**Assigned task:** Repeat the data precisely as given.

******************************

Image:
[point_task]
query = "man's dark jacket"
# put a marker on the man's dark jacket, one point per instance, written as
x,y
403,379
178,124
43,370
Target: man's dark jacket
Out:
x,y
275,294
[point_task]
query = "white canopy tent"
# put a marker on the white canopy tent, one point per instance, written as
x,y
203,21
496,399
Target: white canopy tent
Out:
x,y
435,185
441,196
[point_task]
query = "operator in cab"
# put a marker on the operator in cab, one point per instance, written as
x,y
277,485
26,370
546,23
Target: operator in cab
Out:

******************************

**Reply:**
Image:
[point_task]
query = "man's dark jacket"
# put a marker on the man's dark jacket, one point per instance, written as
x,y
403,379
178,124
43,370
Target: man's dark jacket
Out:
x,y
275,294
[point_task]
query = "white canopy tent"
# put a marker on the white canopy tent, one point per instance, written as
x,y
203,21
496,399
Target: white canopy tent
Out:
x,y
435,185
441,196
[point_task]
query = "operator in cab"
# put a marker on the operator in cab, one point per instance, written as
x,y
277,485
26,370
546,23
Target: operator in cab
Out:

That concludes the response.